* **What is being asked**:
Go through the data and count each line that has the string "stretcher". Give that count alone.

* **Record excerpts**:
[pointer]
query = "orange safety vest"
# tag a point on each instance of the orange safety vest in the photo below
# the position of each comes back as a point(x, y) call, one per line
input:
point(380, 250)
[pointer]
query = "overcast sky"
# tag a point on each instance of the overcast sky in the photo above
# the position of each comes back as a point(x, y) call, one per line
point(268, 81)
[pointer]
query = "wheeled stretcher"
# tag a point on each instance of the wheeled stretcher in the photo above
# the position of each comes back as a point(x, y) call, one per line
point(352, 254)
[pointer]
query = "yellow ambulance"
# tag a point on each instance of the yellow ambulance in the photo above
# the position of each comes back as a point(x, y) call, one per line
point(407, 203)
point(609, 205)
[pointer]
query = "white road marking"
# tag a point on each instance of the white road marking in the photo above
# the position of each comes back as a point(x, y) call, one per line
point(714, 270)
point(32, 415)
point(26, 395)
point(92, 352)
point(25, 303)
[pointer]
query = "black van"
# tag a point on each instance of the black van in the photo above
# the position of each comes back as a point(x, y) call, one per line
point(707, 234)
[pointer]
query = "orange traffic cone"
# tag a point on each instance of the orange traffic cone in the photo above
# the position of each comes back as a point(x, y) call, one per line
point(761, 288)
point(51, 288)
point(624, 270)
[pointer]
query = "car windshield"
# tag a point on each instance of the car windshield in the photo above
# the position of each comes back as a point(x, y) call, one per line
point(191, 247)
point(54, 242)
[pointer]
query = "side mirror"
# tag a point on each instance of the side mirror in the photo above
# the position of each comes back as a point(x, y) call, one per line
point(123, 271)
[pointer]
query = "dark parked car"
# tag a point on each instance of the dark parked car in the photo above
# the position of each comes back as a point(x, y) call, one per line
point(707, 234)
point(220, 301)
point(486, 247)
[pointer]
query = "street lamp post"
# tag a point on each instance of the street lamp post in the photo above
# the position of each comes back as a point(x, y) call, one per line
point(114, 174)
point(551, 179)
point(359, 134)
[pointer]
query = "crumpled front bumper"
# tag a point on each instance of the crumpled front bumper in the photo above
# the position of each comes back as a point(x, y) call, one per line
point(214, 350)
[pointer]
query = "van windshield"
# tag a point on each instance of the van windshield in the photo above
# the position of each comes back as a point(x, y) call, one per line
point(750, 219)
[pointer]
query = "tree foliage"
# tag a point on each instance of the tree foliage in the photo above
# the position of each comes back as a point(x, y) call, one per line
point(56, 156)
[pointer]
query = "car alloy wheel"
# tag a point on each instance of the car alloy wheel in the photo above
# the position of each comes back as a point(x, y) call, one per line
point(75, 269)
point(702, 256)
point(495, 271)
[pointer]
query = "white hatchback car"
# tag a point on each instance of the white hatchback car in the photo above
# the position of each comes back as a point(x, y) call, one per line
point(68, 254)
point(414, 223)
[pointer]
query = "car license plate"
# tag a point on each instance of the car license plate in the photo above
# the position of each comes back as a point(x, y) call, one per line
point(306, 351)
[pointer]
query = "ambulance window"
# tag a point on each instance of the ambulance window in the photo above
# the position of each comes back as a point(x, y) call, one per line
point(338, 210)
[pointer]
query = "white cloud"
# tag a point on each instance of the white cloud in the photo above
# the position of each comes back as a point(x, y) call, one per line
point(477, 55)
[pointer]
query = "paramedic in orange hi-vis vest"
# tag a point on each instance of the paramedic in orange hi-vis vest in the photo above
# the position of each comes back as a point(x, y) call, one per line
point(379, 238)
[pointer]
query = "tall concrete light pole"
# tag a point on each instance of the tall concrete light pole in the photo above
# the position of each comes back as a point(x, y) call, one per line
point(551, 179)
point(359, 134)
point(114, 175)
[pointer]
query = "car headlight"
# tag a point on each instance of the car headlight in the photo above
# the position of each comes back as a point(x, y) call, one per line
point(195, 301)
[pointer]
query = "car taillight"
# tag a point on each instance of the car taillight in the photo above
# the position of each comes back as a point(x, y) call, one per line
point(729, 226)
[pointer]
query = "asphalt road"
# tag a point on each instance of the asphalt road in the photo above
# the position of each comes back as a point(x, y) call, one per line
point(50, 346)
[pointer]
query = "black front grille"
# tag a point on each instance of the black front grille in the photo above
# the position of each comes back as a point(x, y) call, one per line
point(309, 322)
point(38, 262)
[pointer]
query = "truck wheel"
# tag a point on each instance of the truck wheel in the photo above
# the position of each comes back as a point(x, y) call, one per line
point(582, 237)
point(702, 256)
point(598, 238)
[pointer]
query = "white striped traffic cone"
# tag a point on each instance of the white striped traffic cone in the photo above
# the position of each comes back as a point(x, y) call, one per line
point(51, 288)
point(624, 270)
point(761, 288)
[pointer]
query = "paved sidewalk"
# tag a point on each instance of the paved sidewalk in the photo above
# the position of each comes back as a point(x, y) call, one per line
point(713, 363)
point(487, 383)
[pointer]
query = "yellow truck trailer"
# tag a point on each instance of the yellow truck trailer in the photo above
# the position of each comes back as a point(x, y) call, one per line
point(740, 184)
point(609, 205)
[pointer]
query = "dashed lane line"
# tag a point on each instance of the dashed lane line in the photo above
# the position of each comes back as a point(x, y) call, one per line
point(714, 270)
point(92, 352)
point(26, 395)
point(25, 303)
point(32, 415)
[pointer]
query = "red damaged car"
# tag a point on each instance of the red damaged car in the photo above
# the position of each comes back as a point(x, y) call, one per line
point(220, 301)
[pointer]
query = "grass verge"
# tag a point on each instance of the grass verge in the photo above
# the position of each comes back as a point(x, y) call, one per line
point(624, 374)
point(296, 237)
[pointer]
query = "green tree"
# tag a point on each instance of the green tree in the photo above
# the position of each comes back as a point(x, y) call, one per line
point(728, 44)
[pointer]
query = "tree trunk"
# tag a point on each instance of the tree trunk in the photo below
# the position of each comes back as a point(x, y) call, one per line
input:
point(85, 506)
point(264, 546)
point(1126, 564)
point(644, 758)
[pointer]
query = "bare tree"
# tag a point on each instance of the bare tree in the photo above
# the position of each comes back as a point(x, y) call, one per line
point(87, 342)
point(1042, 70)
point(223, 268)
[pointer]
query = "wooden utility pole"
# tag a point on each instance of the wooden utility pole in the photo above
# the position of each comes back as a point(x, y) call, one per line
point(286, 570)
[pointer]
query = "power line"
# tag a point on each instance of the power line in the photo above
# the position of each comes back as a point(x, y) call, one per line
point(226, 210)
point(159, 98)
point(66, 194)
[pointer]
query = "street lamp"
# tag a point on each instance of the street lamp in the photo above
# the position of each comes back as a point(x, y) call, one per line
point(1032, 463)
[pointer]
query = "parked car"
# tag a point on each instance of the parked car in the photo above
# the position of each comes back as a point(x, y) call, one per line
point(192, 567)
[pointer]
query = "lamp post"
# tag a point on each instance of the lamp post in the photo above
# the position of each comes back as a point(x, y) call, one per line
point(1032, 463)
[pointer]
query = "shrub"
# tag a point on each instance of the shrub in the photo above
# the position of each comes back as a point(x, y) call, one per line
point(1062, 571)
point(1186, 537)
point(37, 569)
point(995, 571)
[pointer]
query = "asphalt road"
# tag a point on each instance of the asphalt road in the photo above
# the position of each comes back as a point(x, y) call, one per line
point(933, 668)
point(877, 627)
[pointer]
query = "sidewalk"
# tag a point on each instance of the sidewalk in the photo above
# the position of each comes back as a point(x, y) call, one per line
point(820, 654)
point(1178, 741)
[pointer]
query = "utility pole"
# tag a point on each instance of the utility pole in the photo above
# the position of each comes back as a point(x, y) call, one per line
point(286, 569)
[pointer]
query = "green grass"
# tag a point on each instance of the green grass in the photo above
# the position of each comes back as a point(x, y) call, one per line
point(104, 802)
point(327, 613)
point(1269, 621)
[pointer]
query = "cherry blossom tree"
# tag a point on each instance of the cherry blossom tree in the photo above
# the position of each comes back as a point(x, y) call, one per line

* **Solution to the problem**:
2